▶ **Activity**
Look in the material below for the line holding "like (868, 72).". Set it down exactly, with each later line up to and including the line holding "like (371, 433).".

▶ **Dataset content**
- Opening Delimiter -

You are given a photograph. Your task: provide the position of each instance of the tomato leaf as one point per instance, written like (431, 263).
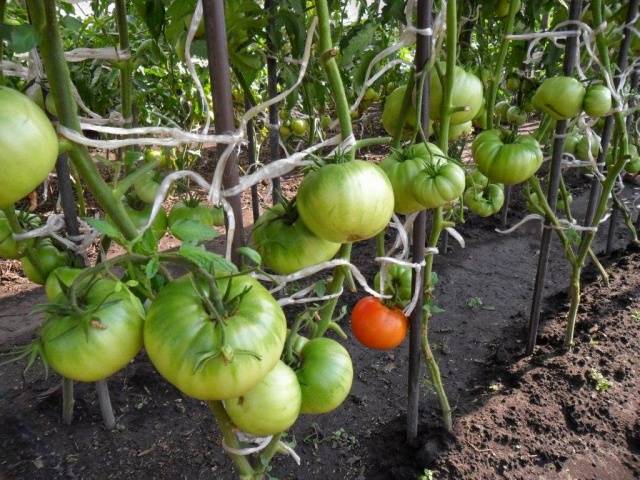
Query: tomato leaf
(251, 254)
(193, 231)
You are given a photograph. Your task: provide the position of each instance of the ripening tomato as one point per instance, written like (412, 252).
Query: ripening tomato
(28, 146)
(377, 326)
(96, 343)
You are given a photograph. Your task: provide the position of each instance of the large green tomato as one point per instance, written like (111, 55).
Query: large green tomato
(28, 146)
(346, 202)
(271, 407)
(486, 201)
(559, 97)
(49, 258)
(466, 94)
(438, 183)
(509, 163)
(391, 114)
(286, 244)
(597, 101)
(325, 375)
(205, 358)
(397, 282)
(95, 344)
(402, 166)
(59, 279)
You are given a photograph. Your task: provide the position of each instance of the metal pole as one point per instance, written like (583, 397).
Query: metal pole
(272, 89)
(607, 131)
(423, 54)
(552, 193)
(219, 72)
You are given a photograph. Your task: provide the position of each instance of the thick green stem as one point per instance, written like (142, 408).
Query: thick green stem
(126, 67)
(496, 78)
(45, 21)
(241, 462)
(328, 59)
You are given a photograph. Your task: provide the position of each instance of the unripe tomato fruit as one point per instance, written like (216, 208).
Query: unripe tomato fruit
(28, 146)
(377, 326)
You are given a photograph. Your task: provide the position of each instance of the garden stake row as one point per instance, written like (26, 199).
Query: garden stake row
(555, 174)
(422, 58)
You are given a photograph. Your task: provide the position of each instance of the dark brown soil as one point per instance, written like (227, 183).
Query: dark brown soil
(514, 418)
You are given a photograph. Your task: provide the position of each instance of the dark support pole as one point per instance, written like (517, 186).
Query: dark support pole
(251, 153)
(219, 72)
(423, 54)
(272, 89)
(552, 193)
(607, 131)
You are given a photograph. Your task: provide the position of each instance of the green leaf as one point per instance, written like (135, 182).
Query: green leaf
(251, 254)
(189, 230)
(212, 262)
(105, 227)
(21, 38)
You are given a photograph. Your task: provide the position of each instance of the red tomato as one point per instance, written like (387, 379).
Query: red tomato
(377, 326)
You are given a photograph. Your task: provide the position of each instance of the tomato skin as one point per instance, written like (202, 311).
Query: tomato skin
(508, 163)
(86, 353)
(438, 183)
(402, 167)
(397, 280)
(49, 257)
(178, 327)
(287, 245)
(391, 114)
(325, 376)
(346, 202)
(484, 201)
(559, 97)
(271, 407)
(377, 326)
(597, 101)
(61, 275)
(467, 92)
(28, 146)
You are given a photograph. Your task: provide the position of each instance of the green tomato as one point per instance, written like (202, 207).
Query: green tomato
(402, 167)
(438, 183)
(270, 407)
(475, 179)
(325, 376)
(591, 140)
(346, 202)
(397, 282)
(93, 345)
(49, 258)
(198, 213)
(597, 101)
(559, 97)
(28, 146)
(146, 187)
(300, 127)
(286, 244)
(509, 163)
(460, 130)
(516, 116)
(486, 201)
(59, 279)
(391, 114)
(192, 351)
(502, 7)
(466, 94)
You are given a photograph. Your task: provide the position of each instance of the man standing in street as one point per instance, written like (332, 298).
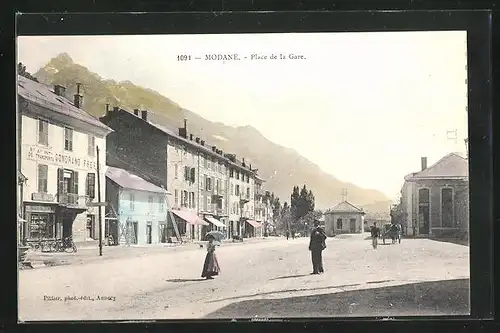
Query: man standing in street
(317, 244)
(375, 233)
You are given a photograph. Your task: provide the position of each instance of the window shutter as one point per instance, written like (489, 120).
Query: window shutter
(60, 181)
(75, 182)
(193, 175)
(87, 185)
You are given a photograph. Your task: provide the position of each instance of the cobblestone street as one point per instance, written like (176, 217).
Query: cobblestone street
(166, 284)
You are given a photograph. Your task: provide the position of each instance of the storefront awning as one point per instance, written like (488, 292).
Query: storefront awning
(254, 224)
(189, 217)
(215, 222)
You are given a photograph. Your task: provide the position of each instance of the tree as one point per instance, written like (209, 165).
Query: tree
(310, 201)
(285, 216)
(294, 201)
(21, 70)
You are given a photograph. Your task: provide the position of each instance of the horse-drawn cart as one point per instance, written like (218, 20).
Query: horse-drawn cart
(392, 231)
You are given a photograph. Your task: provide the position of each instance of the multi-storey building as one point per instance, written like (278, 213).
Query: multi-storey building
(57, 153)
(435, 201)
(196, 174)
(241, 198)
(140, 206)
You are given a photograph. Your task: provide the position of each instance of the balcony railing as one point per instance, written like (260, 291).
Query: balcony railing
(73, 200)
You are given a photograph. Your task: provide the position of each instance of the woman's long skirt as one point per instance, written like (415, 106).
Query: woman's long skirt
(211, 266)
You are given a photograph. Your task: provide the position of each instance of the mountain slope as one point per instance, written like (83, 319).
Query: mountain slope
(281, 167)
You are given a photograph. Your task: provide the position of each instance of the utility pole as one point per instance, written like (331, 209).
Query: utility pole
(99, 200)
(344, 194)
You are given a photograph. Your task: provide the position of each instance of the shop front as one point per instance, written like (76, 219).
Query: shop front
(41, 222)
(253, 229)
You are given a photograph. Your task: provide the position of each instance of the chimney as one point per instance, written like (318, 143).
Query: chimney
(60, 90)
(423, 162)
(78, 101)
(183, 130)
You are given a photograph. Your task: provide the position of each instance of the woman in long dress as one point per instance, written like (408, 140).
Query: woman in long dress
(211, 266)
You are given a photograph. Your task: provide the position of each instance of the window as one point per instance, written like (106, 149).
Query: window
(67, 183)
(447, 207)
(186, 198)
(193, 175)
(42, 178)
(208, 183)
(151, 202)
(43, 132)
(132, 201)
(193, 203)
(161, 203)
(91, 145)
(90, 191)
(68, 139)
(91, 226)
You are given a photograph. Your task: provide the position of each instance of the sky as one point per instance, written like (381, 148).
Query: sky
(363, 106)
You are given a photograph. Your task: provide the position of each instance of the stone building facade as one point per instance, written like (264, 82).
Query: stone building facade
(435, 200)
(206, 184)
(57, 153)
(344, 218)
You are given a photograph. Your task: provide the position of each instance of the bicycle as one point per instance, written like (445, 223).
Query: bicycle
(64, 244)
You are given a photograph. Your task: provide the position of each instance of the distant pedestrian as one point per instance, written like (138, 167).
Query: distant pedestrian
(211, 266)
(317, 243)
(375, 233)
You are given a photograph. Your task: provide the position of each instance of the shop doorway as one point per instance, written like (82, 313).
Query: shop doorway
(149, 233)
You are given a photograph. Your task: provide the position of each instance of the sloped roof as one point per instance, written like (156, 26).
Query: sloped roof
(45, 96)
(346, 207)
(21, 176)
(204, 148)
(450, 166)
(128, 180)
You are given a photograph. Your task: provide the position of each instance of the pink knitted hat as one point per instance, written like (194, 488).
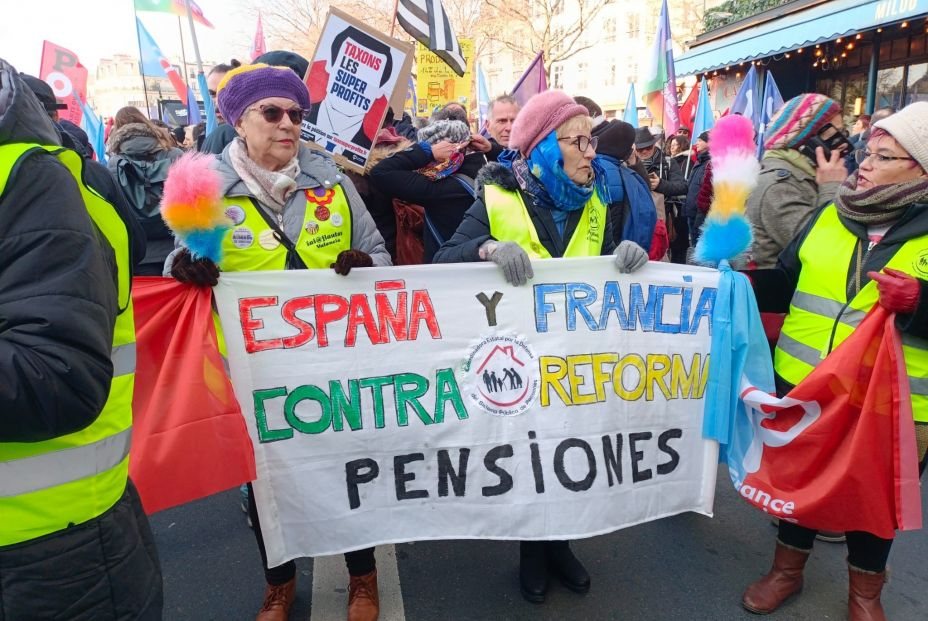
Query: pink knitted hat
(541, 115)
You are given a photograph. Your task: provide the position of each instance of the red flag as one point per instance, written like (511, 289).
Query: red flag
(838, 453)
(62, 70)
(258, 46)
(688, 109)
(188, 438)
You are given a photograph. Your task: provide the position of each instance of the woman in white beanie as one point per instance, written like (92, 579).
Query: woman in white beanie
(875, 233)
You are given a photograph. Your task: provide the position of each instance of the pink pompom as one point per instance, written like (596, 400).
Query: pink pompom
(732, 135)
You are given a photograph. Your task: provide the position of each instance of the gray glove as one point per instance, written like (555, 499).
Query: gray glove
(629, 257)
(517, 268)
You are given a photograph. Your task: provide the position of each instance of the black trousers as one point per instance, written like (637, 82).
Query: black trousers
(359, 562)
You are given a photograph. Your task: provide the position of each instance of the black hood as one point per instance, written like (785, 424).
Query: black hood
(22, 117)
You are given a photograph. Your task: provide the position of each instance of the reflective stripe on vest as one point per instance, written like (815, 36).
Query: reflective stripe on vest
(510, 221)
(251, 245)
(821, 317)
(47, 486)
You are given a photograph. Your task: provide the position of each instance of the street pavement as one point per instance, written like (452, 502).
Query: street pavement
(688, 567)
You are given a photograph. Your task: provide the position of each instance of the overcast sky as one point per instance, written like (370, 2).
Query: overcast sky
(95, 29)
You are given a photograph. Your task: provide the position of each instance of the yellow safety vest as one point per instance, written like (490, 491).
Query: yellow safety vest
(821, 317)
(251, 244)
(510, 221)
(50, 485)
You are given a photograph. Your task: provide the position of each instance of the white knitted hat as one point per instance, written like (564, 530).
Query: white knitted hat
(909, 127)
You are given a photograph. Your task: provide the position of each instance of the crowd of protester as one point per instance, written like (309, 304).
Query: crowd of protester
(550, 179)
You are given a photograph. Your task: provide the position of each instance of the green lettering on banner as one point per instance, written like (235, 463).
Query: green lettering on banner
(376, 385)
(343, 406)
(411, 397)
(446, 389)
(308, 393)
(265, 434)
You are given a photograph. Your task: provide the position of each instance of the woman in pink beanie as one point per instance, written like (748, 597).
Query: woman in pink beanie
(546, 199)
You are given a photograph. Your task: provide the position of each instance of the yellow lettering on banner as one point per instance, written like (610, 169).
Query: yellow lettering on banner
(553, 370)
(682, 383)
(658, 368)
(600, 376)
(576, 380)
(618, 385)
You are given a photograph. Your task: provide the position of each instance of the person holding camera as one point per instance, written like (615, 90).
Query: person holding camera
(803, 167)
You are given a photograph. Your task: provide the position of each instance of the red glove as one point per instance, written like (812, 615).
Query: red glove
(898, 291)
(199, 272)
(351, 258)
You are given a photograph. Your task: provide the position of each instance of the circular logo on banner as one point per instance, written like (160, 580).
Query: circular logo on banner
(60, 83)
(268, 240)
(920, 263)
(236, 214)
(242, 238)
(501, 375)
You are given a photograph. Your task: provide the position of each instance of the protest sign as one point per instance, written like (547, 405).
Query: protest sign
(437, 83)
(439, 402)
(356, 73)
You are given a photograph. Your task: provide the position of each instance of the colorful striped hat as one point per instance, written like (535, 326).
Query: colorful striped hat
(800, 118)
(244, 85)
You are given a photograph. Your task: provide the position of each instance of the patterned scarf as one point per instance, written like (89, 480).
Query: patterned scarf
(879, 204)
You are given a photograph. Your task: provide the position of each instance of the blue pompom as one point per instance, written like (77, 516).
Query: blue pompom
(206, 244)
(723, 240)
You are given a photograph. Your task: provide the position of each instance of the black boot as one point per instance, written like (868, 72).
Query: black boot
(563, 564)
(533, 571)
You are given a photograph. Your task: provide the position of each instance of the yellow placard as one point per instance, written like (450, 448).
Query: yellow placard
(437, 84)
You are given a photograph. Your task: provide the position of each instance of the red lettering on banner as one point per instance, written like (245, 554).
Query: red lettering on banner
(250, 325)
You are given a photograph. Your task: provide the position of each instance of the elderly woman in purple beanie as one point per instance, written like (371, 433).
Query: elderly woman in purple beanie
(546, 199)
(291, 208)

- Closing Delimiter -

▶ **Exercise solution**
You are given a photograph. Your task: provide the position of each instance of the black boot as one point per instance, written like (868, 72).
Query: black boot
(563, 564)
(533, 571)
You are given a photograph. Your task: provide the position of each instance of the yellow placard as one point per instance, written like (450, 448).
Query: yellow placard
(437, 84)
You are given a photograph. Your task: provide the position of each instance of the red lettering on banner as one point per instance, written like (245, 554).
Query: red lettering on banner
(250, 325)
You are given a photograph. Your task: provide the position of each instance of the elderly woman in purple beanie as one point per instance, written like (371, 433).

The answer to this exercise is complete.